### Text passage

The use of the cloud to run applications and computer infrastructure, that would have otherwise been installed onsite or locally, has been crucial to the IT industry as the 21st century has seen more global corporations established and expanding with the growing globalised market. The creation of the internet allowed for greater communication. This increased cooperation meant a rise in data and information being generated. Up until 2003, the total amount of data stored by humanity was about 5 billion gigabytes. This magnitude of data is now created every two days worldwide. The rising importance of data and our increasing dependence upon it has meant that organisations have begun to increasingly generate more and more information to sell, use or manipulate according to their needs. However, this would mean an increasing number of the collective buying their own hardware devices to store data, run their software on the web and organise a successful business. Such endeavours would require the constant purchase of hard drives - which can be rather expensive- and as the company grows, the money that would need to be spent to store industrial levels worth of information in sufficiently effective equipment would only increase. Evidently, services like AWS, which take a few hours to learn and handle all this heavy-work for you and provide a very favourable substitute to the more expensive alternative, have been increasingly more popular. This is largely reason for the extensive success of the cloud industry. However, the versatility and the impressive functionality the services provide are not the only reason for its success. It has allowed organisations and individuals to run software and equipment they may not have been able to realistically afford. The ability to run and train AI models using a GPU and block storage far more advanced, efficient and sophisticated than the ones you own at home or have readily available unlock the potential for technological advancement that may not have been possible before. The fact that such revolutionary technology has been made available at an affordable price has accelerated the progress in technological and software innovation while making it easier for the internet's capability in the form of applications and virtual operations to expand.

### Exercise prompt
Write the next part of the cloud computing passage, picking up after its final sentence. The entries come from a source unrelated to the cloud computing passage.

### Given data
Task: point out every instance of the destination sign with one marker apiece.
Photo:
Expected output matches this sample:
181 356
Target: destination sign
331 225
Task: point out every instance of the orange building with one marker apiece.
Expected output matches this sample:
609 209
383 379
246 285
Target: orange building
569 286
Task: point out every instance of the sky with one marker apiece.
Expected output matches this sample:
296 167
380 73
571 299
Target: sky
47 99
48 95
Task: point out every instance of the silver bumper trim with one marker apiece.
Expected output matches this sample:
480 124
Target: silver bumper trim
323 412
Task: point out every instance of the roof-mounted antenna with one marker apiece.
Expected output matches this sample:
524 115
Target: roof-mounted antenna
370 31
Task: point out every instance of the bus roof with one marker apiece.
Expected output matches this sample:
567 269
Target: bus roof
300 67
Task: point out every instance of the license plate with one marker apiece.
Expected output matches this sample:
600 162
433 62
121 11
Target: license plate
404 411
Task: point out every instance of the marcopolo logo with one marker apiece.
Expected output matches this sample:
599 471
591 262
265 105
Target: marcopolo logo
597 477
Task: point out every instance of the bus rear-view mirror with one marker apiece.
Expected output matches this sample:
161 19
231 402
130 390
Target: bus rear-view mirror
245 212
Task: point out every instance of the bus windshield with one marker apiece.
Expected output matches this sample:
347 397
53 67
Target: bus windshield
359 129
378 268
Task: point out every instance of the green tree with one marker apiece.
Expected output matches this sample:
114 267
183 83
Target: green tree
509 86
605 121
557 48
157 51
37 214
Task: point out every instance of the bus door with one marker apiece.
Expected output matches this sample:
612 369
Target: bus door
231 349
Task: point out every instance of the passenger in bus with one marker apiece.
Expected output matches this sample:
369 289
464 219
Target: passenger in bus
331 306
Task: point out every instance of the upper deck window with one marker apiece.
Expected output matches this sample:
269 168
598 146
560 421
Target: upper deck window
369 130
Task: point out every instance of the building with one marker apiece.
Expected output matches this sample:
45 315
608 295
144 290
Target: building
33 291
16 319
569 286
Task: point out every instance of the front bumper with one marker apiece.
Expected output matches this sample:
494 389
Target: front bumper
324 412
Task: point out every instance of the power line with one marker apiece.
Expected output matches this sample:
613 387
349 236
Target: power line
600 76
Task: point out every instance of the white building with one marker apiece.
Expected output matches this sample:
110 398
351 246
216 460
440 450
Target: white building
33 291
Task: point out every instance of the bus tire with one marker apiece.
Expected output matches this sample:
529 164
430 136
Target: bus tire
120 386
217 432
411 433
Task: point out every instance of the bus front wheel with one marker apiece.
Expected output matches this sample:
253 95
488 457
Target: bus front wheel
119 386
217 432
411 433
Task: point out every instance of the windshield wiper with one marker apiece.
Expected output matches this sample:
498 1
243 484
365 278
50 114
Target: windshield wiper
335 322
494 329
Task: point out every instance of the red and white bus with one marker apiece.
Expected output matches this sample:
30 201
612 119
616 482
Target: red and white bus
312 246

### Task answer
However, despite its success and obvious demand, the industry has seen a slowdown in recent quarters. Following the pandemic and the need to reduce costs, many companies have resorted to astutely cutting unnecessary computing power to save money as they look to pursue cheaper cloud service options. Furthermore, companies such as "HEY" have begun to move the opposite direction and return to owning their own infrastructure as a result of their increasing company size. The increasing cost of energy prices - needed to power their expansive facilities filled with computers - has meant that cloud providers such as google announced price increases of well over 50% in some services and up to 200% in others. This increase in pricing as a result of inflation is also detrimental to the providers as well as the consumers. The increasing competition as well the rising prices in hiring skilled workers to operate their systems and the cost of electricity and energy has meant that profit margins have become even smaller. The reduced profitability in the sector may raise eyebrows at its prospects of a profitable and success future.

Nonetheless, it is unlikely that such downfalls will be anything more than temporary for a multitude of reasons; The adoption of cloud services by millions of organisations makes it unlikely that its consumption will reduce without significant provocation in the future, mainly as a result of the fact that once applications and infrastructure has been moved to the cloud, it can be a long, difficult and expensive task to reverse it. The need to hire more labour to manage your data and infrastructure instead of using the facilities owned and managed by largely trustworthy conglomerates such as Amazon and Google, means that it is probable that cloud technology will continue to play an important role into the future.